In: Accounting
In computing earnings per share, the number of shares from convertible preferred stock are added to the denominator. If the preferred stock is cumulative, what amount should then be added to the numerator?
a. Annual preferred dividend b. Annual preferred dividend times (one minus the tax rate)
c. Annual preferred dividend times the tax rate d. Annual preferred dividend divided by the tax rate
14. All of the following would reduce the balance in retained earnings EXCEPT:
a. small stock dividends. b. acquisition of treasury stock.
c. large stock dividends. d. cash dividends.
15. Dilutive convertible securities must be used in the computation of
a. BASIC earnings per share. b. DILUTED earnings per share whether or not converted.
c. BOTH basic and diluted earnings per share. d. DILUTED earnings per share only if converted.
16. Manning Company issued 1,000 shares of its $5 par value common stock having a market value of $72 per share and 200 shares of its $100 par value preferred stock having a market value of $120 per share for a lump sum of $90,000. How much of the proceeds would be allocated to the common stock?

Raw records>
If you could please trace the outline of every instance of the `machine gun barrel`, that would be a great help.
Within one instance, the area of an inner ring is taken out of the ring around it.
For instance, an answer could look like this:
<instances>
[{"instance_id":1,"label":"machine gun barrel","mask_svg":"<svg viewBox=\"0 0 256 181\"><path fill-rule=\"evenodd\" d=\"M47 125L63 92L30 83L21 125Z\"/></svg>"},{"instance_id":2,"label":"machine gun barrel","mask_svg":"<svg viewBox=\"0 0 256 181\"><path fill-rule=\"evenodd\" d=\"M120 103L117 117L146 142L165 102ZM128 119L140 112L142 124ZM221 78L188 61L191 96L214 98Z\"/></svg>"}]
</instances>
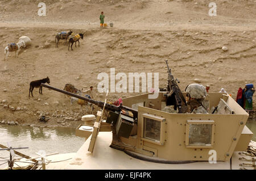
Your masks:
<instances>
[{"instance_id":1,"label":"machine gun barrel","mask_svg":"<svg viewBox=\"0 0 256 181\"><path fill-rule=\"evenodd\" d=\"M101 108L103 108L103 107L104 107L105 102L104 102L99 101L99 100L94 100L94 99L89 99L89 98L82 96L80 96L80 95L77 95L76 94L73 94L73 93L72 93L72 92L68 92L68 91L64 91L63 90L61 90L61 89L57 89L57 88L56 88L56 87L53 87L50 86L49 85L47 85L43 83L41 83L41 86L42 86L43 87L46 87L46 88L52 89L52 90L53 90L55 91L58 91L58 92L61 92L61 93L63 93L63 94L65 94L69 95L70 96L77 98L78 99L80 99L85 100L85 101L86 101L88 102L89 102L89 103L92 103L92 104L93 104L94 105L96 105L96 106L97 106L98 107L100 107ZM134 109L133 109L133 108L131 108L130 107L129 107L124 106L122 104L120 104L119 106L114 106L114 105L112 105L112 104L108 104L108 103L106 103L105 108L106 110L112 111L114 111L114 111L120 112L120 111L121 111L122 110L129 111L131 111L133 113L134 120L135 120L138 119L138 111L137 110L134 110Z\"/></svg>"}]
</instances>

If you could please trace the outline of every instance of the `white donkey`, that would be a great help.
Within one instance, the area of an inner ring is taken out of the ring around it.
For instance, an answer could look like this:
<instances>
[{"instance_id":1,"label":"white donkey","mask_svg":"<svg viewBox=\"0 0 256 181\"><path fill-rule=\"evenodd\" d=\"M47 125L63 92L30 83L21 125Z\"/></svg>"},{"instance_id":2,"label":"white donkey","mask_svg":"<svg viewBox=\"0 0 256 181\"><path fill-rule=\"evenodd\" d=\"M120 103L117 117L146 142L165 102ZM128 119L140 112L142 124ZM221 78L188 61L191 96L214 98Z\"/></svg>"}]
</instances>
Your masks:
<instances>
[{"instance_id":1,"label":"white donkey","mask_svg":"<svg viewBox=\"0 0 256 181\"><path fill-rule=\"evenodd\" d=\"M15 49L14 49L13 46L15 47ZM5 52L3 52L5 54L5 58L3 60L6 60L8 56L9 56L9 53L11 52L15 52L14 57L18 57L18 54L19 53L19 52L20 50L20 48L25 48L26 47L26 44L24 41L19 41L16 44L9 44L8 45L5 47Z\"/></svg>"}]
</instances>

Given exercise A>
In the accounting excerpt, what market value per share did Manning Company's common stock have?
Given exercise B>
Reproduce verbatim the part of the accounting excerpt between "c. large stock" and "or not converted.", inclusive.

Exercise output A>
$72 per share.

Exercise output B>
c. large stock dividends. d. cash dividends.
15. Dilutive convertible securities must be used in the computation of
a. BASIC earnings per share. b. DILUTED earnings per share whether or not converted.